Exercise 1 — In the piece on opening Hong Kong's government data, change "road map" to "timetable" and write out the passage starting with "Furthermore, from the" and going on through "of opening data.".
Exercise 2 — In the piece on Hong Kong open data, why does the government need a partnership among the public, the government and the private sector to share information?
Exercise 3 — Carry on the piece about making Hong Kong a smart city from the point where it stops.

Reading text —
>>>>>

Practical ways to develop HK into a world-class smart city

 

As early as 2016, the Smart City Consortium (SCC) that I founded has submitted an advisory paper to the government, pointing out that one of the requirements for a smart city was that all information of the government and authorities be available in "digital by default". It enhances governance transparency and respects the public's right to know. In early January, the SAR Government announced more than 650 new datasets will be released this year via the Public Sector Information Portal (data.gov.hk) for free viewing and use by the public. The move comes after more than 80 government bureaus and departments published their first annual open data plans last year. Such a move fulfills the commitment made by the chief executive in her Policy Address last year. It can also be seen as an important step toward "digital by default".

 

This is the first major initiative of the government in opening data. It is a good start though there is still much room for improvement. At present, it is crucial that the government and various departments have a common goal and vision for opening data. It must be people-oriented – the Lands Department's one-stop information sharing platform is probably one of the best practices of open data in Hong Kong. Its recently enhanced GeoInfo Map has recorded an average hit rate of 5 million per week. The most popular one is the primary school network which is a topic of concern for parents or property investors. The updated map prioritizes the data according to popular interest.

 

Furthermore, from the perspective of resource management, it is both labor-intensive and time consuming to prepare and maintain a large number of datasets. Therefore, the various departments must develop a road map, matching other government policies so as to maximize the benefits of opening data.

 

Learning from overseas examples of opening data as well as adopting these to Hong Kong, I think apart from reviewing the Privacy Ordinance, the government should also adopt a three-pronged approach to open the data.

 

Firstly, to include and encourage public participation: Crowd-sourced information can facilitate a real time and more comprehensive picture of issues.

 

As the government has limited resources, it needs partnership among the public, government and private sector (corporates) to mutually share the information, including important information such as traffic conditions, fires and outbreak of incidents.

 

During Typhoon Mangkhut, thousands of pictures and videos were shared on social media, even the mainstream media uploaded these pictures and videos, proving that this kind of communication is extremely effective, and powerful in helping to save lives and maintain public safety.

 

Sharing of information between the government and the public has already been ongoing. For example, the government hotline 1823, apart from receiving verbal complaints, also welcome upload of photos and videos to its website and mobile applications. The problem is that during a natural disaster or major accident, when the public call the hotline 1823 to report incidents nearby, or when the 999 receives a call on road blockage by a flying object, or the fire department receives a report that someone is trapped, does the authority have a central information platform to integrate these information in real time and further link with the information of bus and MTR service suspension, and then mark them on a map for comprehensive analysis?

<<<<<

Dataset content —
>>>>>

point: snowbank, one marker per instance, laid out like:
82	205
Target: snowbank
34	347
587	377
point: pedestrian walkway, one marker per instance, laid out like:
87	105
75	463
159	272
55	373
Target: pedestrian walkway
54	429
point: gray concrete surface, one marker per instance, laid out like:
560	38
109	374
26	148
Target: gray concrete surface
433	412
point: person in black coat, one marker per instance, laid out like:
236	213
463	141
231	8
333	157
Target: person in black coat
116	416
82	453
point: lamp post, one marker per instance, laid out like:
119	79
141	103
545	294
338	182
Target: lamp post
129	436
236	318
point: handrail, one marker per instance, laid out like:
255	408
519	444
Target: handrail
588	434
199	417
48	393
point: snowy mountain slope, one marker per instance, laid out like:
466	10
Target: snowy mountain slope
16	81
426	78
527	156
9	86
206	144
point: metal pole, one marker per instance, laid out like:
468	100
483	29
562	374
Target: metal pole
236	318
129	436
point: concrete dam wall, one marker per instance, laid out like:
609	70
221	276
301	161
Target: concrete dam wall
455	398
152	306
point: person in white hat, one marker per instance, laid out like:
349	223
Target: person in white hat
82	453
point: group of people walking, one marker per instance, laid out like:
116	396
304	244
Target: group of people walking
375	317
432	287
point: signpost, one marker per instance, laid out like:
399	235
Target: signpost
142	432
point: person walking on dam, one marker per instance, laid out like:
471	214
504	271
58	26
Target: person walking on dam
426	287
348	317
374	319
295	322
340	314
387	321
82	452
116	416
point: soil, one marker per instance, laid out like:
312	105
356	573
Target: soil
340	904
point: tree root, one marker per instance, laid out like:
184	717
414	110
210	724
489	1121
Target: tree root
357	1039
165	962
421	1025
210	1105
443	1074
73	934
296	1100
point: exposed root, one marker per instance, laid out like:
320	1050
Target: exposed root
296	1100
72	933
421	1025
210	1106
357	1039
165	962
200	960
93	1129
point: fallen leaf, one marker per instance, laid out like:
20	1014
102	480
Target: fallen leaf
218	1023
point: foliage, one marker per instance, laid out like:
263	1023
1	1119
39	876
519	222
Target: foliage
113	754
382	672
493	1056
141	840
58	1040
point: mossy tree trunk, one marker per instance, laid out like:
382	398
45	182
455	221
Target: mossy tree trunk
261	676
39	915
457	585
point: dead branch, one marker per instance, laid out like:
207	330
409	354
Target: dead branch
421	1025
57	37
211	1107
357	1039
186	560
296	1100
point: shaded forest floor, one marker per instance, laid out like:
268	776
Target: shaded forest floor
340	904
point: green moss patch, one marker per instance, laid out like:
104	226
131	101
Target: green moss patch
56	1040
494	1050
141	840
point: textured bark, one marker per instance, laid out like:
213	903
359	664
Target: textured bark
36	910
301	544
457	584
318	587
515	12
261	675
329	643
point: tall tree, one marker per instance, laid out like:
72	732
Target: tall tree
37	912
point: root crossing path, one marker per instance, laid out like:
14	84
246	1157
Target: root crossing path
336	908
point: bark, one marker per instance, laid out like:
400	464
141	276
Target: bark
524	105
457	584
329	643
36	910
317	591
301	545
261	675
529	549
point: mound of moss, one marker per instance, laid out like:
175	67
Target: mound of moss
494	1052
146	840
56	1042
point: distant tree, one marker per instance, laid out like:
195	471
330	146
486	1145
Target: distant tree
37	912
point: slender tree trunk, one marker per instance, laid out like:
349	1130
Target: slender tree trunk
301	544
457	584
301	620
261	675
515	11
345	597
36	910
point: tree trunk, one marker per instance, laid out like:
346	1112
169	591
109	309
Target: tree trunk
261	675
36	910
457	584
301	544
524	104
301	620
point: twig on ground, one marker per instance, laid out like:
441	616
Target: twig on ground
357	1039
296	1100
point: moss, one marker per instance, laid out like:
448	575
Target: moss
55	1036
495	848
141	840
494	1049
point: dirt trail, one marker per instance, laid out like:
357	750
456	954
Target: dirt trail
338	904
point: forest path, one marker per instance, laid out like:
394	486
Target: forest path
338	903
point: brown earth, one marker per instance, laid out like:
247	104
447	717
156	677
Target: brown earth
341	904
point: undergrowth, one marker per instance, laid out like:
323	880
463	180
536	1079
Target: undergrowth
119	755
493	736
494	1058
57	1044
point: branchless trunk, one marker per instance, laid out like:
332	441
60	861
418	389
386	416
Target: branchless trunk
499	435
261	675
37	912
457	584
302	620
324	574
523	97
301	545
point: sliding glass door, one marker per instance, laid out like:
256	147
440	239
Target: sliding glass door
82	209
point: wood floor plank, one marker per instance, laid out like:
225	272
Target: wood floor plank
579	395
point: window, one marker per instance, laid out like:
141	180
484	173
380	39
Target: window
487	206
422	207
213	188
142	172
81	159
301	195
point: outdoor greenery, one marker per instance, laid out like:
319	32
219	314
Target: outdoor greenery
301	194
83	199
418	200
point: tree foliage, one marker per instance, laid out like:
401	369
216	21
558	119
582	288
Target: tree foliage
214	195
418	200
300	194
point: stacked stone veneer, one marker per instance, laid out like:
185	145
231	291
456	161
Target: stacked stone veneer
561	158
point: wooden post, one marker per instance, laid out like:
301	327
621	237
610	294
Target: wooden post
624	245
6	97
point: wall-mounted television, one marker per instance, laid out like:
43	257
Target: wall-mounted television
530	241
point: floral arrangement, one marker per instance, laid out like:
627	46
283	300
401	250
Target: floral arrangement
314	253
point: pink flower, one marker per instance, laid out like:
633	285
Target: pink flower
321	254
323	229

<<<<<

Expected output 1 —
Furthermore, from the perspective of resource management, it is both labor-intensive and time consuming to prepare and maintain a large number of datasets. Therefore, the various departments must develop a timetable, matching other government policies so as to maximize the benefits of opening data.

Expected output 2 — The government has limited resources. It therefore needs the public, the government and corporates to share information with one another, including traffic conditions, fires and outbreaks of incidents.

Expected output 3 —
At present, the data.gov.hk platform contains only government data and lacks those available through the public, 1823 or social media. Therefore, the government should study how to fully utilize the information provided by the public to enrich the current pool of data collected from existing major road traffic detectors, in-vehicle sensors and smart lampposts.

 

For data that are not yet opened but of public interest, such as on public transport, private parking lots, etc., we should consider enacting legislation that requires all public data not detrimental to privacy be opened in the long run, similar to the Open Data Law established in New York. This law was enacted in 2012 and officially implemented on Dec 31, 2018. All public data (including anonymous ride data of for-hire vehicles) must be published on a single web portal to make the public's mobility smarter.

 

Secondly, telecommunication regulations can be amended to require anonymous mobile phone data be shared.

 

At the end of 2017, the Smart City Blueprint for Hong Kong emphasizes that among the six categories, we must first deal with traffic problem, obtaining real time traffic information to achieve smart mobility. The government has planned to install a number of devices inside vehicles and on major roads to collect real-time traffic data. On the other hand, according to the official figures, each resident in Hong Kong has an average of more than two mobile phones. If we can share mobile phone data after anonymization process, like what Singapore has been doing, we can be aware of which road is blocked, and which MTR station has an accident.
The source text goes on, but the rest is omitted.